If Scotland removes children from their families [places older people in Care Homes], their rights must be upheld as a basic minimum standard for their care. That must mean a clear commitment to creating the right culture of care where the whole of the workforce respects, upholds, champions and defends the rights of children [older people] for whom they are responsible.”

A lack of respect for rights is likely to be central to understanding the extent of the Covid-19 disaster in our care homes. 

Other recommendations about the care system in the ICR report also have obvious relevance to older people.

“Scotland must avoid the monetisation of the care of children and prevent the marketisation of care.”

The ICR places relationships and nurture at the heart of care for children. While relationships are also critically important for older people, other physical and mental needs are different.  Health care, which has been stripped out of our care homes, is generally far more important.  What the ICR shows, however, is how a bottom up review would enable the care system to be redesigned about what is really important for older people.

People – the providers of care

Besides family, the most important stakeholder in the provision of care to older people in care homes is the workforce. 

“The workforce needs support, time and care to develop and maintain relationships”.

*Listed entries*:

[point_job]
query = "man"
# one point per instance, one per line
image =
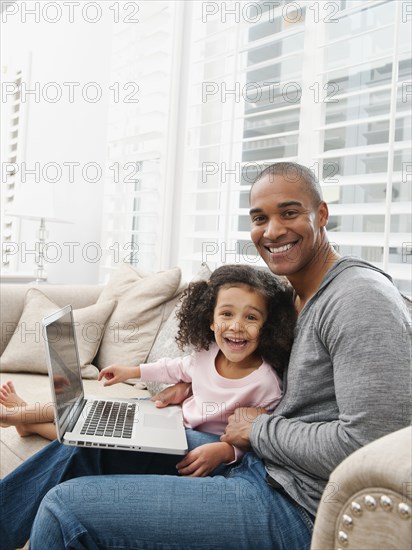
(347, 383)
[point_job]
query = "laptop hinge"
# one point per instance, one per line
(75, 414)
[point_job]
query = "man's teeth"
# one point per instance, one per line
(283, 248)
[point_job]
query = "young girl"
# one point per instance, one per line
(240, 324)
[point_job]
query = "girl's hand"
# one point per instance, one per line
(173, 395)
(204, 459)
(118, 373)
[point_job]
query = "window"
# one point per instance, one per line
(325, 84)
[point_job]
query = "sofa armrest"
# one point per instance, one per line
(12, 302)
(367, 502)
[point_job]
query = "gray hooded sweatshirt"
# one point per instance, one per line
(348, 380)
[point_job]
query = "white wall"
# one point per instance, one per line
(69, 50)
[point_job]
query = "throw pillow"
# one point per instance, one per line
(135, 321)
(25, 351)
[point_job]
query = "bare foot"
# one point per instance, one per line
(9, 396)
(9, 399)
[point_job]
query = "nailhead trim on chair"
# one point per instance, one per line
(370, 503)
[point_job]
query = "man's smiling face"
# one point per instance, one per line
(286, 224)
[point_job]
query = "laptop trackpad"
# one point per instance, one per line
(159, 421)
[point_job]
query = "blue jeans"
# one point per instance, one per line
(237, 509)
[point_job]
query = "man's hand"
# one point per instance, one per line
(173, 395)
(237, 431)
(204, 459)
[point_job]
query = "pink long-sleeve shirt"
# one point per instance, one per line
(215, 397)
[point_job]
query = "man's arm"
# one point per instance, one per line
(370, 353)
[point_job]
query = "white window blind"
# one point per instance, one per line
(139, 170)
(13, 139)
(338, 103)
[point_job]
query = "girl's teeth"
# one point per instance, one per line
(281, 248)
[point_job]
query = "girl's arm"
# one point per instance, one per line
(118, 373)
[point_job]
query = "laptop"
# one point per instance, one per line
(126, 424)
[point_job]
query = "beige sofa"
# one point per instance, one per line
(367, 503)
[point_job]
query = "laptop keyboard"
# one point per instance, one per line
(110, 419)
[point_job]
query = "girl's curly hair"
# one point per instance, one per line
(199, 300)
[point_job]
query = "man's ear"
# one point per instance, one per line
(323, 213)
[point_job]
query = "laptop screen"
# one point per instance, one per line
(64, 365)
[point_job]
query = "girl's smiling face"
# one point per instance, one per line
(240, 313)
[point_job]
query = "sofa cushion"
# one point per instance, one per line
(134, 324)
(25, 351)
(165, 344)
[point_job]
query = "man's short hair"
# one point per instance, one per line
(295, 172)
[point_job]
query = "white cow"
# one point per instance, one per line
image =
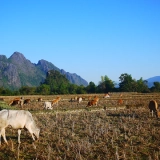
(79, 99)
(48, 105)
(17, 119)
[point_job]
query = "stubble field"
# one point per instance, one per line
(75, 132)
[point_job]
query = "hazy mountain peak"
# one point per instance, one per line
(17, 56)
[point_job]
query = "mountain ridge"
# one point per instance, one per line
(17, 71)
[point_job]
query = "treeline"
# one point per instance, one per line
(56, 83)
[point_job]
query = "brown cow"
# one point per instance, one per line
(16, 101)
(120, 101)
(91, 103)
(106, 96)
(27, 101)
(153, 107)
(55, 101)
(39, 99)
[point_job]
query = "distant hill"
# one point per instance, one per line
(152, 80)
(17, 71)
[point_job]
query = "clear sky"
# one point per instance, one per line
(91, 38)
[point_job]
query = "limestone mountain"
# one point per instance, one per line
(17, 71)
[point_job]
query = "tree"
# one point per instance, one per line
(142, 86)
(43, 89)
(156, 87)
(91, 88)
(105, 85)
(127, 84)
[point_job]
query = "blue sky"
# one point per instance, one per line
(91, 38)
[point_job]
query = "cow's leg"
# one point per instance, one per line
(19, 134)
(30, 131)
(3, 135)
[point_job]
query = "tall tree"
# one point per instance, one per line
(127, 84)
(91, 88)
(105, 85)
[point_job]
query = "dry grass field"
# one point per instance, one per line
(71, 131)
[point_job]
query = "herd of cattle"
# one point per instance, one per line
(19, 119)
(92, 101)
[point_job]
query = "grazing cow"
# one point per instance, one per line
(120, 101)
(48, 105)
(17, 119)
(153, 107)
(1, 99)
(55, 101)
(92, 103)
(106, 96)
(27, 101)
(39, 99)
(16, 101)
(79, 100)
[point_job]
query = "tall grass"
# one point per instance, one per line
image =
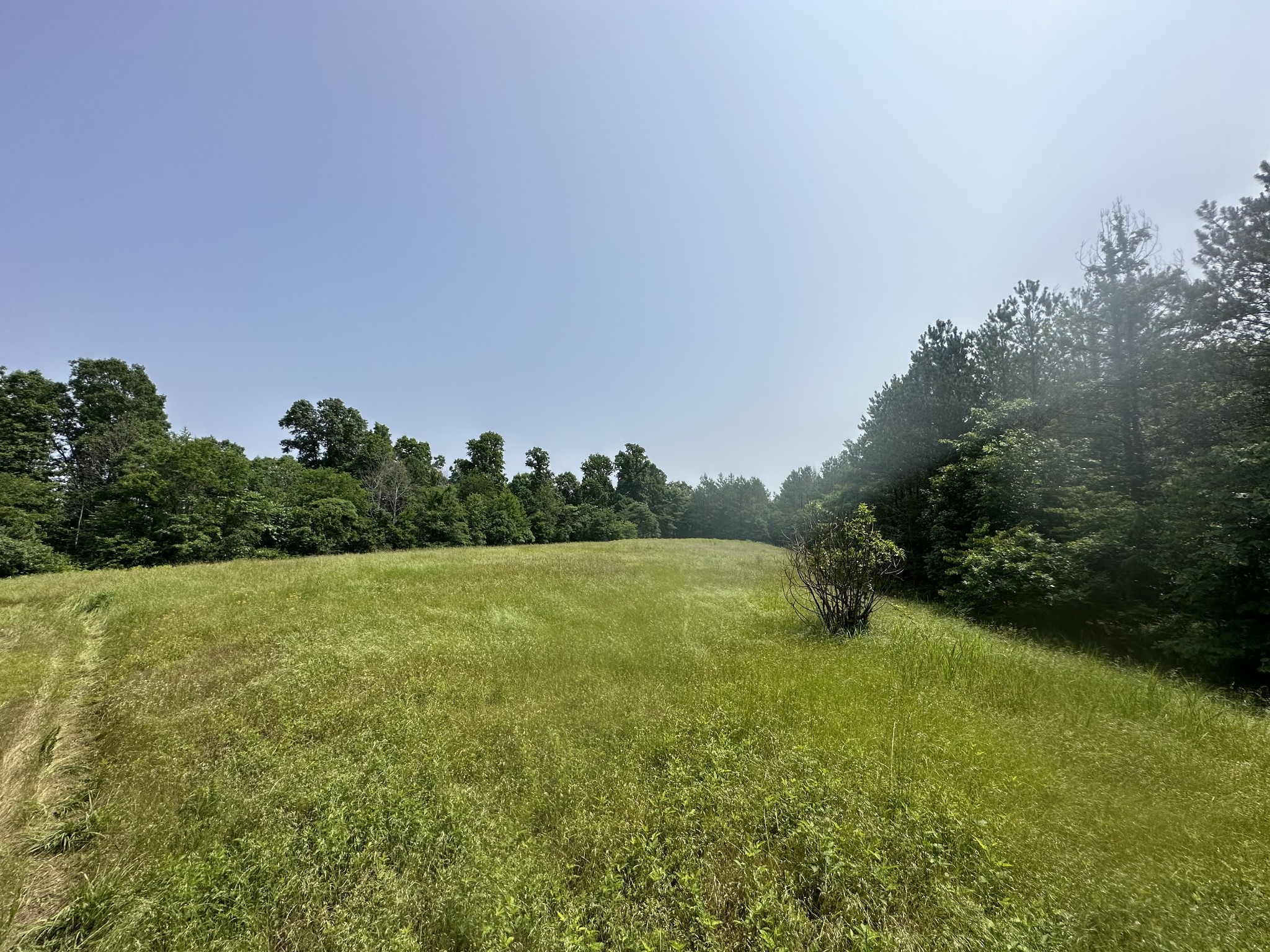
(624, 746)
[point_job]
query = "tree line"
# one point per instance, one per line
(92, 475)
(1096, 459)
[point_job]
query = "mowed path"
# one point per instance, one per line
(596, 746)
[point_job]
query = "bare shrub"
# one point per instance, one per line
(836, 568)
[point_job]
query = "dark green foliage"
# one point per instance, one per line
(641, 480)
(110, 392)
(328, 434)
(1093, 462)
(308, 512)
(497, 519)
(729, 507)
(597, 523)
(541, 501)
(569, 489)
(436, 517)
(836, 568)
(484, 469)
(597, 485)
(424, 469)
(31, 409)
(177, 499)
(91, 475)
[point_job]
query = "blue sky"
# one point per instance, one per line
(709, 227)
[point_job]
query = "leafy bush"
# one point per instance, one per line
(24, 557)
(836, 568)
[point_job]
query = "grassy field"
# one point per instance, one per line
(624, 746)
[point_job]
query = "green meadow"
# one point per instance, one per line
(628, 746)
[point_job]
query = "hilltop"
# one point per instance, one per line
(596, 746)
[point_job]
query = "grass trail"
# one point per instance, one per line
(623, 746)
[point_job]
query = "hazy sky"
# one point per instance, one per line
(709, 227)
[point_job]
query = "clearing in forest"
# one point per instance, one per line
(597, 746)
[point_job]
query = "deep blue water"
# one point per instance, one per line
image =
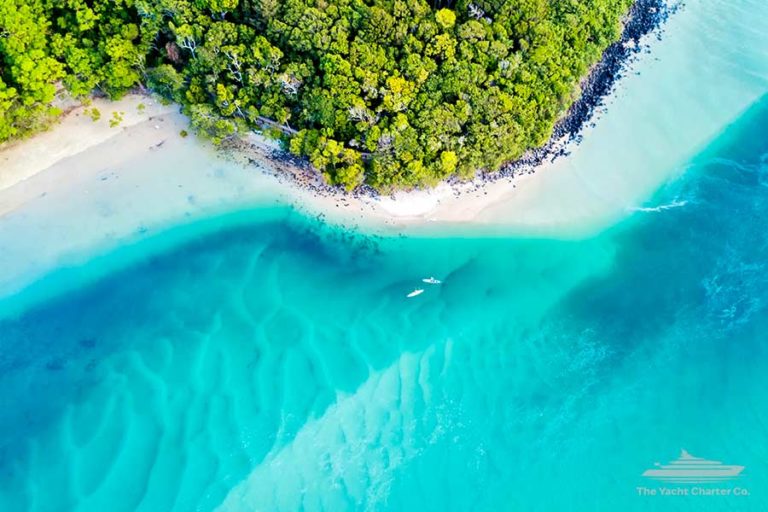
(279, 366)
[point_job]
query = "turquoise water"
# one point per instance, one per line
(265, 361)
(278, 365)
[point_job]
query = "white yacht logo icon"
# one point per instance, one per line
(693, 470)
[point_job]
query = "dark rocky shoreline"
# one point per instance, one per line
(644, 17)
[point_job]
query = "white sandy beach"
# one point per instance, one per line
(84, 187)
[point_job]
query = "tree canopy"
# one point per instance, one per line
(392, 93)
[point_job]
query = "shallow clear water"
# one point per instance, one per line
(265, 361)
(279, 366)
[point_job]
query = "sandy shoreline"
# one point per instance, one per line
(84, 188)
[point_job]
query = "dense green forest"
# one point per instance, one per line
(392, 93)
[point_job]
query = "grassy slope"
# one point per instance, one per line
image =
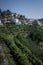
(20, 32)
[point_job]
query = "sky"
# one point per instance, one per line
(29, 8)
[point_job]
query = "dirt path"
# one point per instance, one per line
(3, 60)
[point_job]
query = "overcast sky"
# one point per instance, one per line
(29, 8)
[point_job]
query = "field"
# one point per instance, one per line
(22, 44)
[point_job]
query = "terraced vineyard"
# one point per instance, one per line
(22, 44)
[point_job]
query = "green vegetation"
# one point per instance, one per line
(22, 44)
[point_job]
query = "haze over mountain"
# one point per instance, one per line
(29, 8)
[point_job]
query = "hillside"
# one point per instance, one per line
(21, 44)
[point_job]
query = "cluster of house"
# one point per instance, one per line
(17, 19)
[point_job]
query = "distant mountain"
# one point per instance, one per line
(41, 20)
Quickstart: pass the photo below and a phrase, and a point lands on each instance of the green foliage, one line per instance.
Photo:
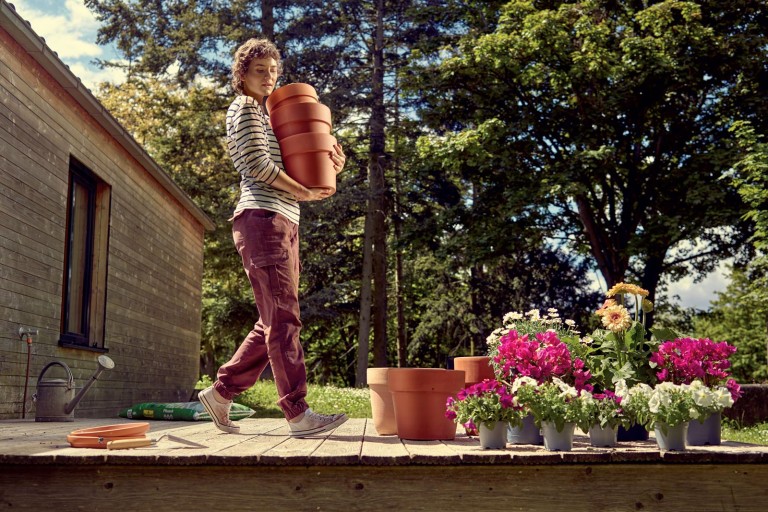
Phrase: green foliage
(537, 141)
(738, 318)
(594, 113)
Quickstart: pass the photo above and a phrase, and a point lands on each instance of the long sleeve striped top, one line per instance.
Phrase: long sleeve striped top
(256, 155)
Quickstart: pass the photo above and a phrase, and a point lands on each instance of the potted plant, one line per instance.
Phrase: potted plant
(622, 347)
(531, 345)
(703, 364)
(667, 408)
(489, 406)
(602, 417)
(557, 406)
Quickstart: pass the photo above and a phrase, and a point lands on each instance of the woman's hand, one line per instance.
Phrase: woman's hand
(311, 194)
(339, 158)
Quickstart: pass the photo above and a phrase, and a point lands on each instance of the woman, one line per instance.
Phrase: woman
(265, 231)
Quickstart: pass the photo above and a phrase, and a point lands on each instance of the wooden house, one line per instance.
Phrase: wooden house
(100, 251)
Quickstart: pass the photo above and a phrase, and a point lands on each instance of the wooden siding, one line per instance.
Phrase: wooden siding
(155, 263)
(354, 468)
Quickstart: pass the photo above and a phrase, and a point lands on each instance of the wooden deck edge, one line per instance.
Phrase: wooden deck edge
(502, 458)
(573, 487)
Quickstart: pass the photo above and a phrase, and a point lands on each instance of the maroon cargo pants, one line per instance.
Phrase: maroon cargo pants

*Exercise*: According to the passage on care homes, who, besides family, is the most important stakeholder in providing care to older people in care homes?

*Response*: The workforce.